> [Problem 1]
Quote the full passage on SOCAR reform word for word.
------ Selected passage
Lean where you can, strong where you must. There is a practical path to trimming bureaucracy without weakening essential controls: digitize routine HR (payroll, timekeeping, training records, recruiting workflows) so a smaller team can manage a larger workforce; map processes to cut redundant approvals; and cap the ratio of headquarters staff to field personnel so overhead grows only in step with operations. The point is not to declare war on HR, but to retool it as a quiet enabler of the people who actually move molecules.

Governance matters, too. An independent efficiency review – looking at spans of control, procurement lead times, and the true cost of compliance – would give SOCAR’s board a baseline and the public a benchmark.

Incentives should do the rest: tie a meaningful share of senior compensation to field KPIs, not just paper compliance or budget absorption. If production reliability rises and safety improves while costs fall, everyone wins. If they don’t, leadership should feel it first.

Fatullayev closes by reminding readers that this is not only an internal debate. SOCAR’s performance is a matter of state interest; its reform story is, in effect, a national productivity story. Azerbaijan does not need a company that looks modern on paper but tries to lift output with spreadsheets. It needs reforms that show up in the field – in fewer shutdowns, cleaner safety records, faster turnarounds, more efficient wells.

Attribution & right of reply. This analysis is based on Fatullayev’s public LinkedIn post; we have not independently verified his headcount claims. SOCAR has not publicly commented on his assertions. If the company issues a statement or publishes updated metrics, we will update this article.
------------
------ Records supplied
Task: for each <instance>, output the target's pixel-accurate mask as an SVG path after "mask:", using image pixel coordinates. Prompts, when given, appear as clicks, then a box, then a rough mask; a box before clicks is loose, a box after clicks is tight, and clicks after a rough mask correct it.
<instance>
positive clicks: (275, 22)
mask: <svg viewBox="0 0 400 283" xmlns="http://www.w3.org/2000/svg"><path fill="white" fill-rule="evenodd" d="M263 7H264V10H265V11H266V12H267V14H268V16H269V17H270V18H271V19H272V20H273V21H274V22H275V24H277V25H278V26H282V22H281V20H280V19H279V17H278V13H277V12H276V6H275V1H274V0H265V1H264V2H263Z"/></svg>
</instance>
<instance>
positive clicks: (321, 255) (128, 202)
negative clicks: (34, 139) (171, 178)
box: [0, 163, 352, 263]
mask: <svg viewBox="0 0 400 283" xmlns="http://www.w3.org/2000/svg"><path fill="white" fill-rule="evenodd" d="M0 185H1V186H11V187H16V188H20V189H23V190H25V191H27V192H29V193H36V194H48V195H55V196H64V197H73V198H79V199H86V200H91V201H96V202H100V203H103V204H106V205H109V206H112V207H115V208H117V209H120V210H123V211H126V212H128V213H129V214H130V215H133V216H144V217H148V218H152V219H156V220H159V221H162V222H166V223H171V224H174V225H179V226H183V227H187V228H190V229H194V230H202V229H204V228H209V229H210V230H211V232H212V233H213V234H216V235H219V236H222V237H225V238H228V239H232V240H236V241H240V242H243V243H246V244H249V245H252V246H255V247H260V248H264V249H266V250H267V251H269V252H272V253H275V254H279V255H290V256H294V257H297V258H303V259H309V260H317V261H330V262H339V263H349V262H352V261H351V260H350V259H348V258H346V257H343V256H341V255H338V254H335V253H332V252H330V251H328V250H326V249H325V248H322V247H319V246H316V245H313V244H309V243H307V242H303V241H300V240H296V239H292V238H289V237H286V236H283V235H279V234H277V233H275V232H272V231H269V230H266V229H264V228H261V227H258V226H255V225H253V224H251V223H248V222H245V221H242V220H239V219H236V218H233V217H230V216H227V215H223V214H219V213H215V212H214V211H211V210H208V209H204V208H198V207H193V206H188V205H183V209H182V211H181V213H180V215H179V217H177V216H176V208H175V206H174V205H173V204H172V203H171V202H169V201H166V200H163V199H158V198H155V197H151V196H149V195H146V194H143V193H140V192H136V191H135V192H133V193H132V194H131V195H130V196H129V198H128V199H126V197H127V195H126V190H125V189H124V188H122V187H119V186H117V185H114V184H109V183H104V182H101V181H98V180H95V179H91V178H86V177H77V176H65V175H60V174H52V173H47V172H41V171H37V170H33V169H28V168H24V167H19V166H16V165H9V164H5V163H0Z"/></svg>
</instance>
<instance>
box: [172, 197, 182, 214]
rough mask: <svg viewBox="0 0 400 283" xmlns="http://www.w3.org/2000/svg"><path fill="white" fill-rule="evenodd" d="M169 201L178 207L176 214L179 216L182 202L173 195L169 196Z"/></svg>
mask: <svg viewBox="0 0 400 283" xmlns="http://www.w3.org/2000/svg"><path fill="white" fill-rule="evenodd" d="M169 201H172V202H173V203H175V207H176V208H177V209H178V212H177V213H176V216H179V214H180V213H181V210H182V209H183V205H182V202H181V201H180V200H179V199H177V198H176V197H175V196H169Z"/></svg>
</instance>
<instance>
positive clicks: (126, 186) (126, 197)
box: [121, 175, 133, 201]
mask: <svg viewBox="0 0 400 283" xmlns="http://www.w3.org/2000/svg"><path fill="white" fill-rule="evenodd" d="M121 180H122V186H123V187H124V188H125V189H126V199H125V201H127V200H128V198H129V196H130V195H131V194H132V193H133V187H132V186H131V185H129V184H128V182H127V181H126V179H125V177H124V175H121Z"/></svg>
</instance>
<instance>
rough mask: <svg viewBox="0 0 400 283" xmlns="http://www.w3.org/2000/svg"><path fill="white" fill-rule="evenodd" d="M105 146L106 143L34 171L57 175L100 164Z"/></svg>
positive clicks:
------------
> [Problem 2]
Convert the records, from their first line up to and including the line with "positive clicks: (275, 22)", into a Markdown table with the columns Row and Line, numbering each row and omitting blank lines.

> [Solution 1]
Lean where you can, strong where you must. There is a practical path to trimming bureaucracy without weakening essential controls: digitize routine HR (payroll, timekeeping, training records, recruiting workflows) so a smaller team can manage a larger workforce; map processes to cut redundant approvals; and cap the ratio of headquarters staff to field personnel so overhead grows only in step with operations. The point is not to declare war on HR, but to retool it as a quiet enabler of the people who actually move molecules.

Governance matters, too. An independent efficiency review – looking at spans of control, procurement lead times, and the true cost of compliance – would give SOCAR’s board a baseline and the public a benchmark.

Incentives should do the rest: tie a meaningful share of senior compensation to field KPIs, not just paper compliance or budget absorption. If production reliability rises and safety improves while costs fall, everyone wins. If they don’t, leadership should feel it first.

Fatullayev closes by reminding readers that this is not only an internal debate. SOCAR’s performance is a matter of state interest; its reform story is, in effect, a national productivity story. Azerbaijan does not need a company that looks modern on paper but tries to lift output with spreadsheets. It needs reforms that show up in the field – in fewer shutdowns, cleaner safety records, faster turnarounds, more efficient wells.

Attribution & right of reply. This analysis is based on Fatullayev’s public LinkedIn post; we have not independently verified his headcount claims. SOCAR has not publicly commented on his assertions. If the company issues a statement or publishes updated metrics, we will update this article.

> [Solution 2]
| Row | Line |
|---|---|
| 1 | Task: for each <instance>, output the target's pixel-accurate mask as an SVG path after "mask:", using image pixel coordinates. Prompts, when given, appear as clicks, then a box, then a rough mask; a box before clicks is loose, a box after clicks is tight, and clicks after a rough mask correct it. |
| 2 | <instance> |
| 3 | positive clicks: (275, 22) |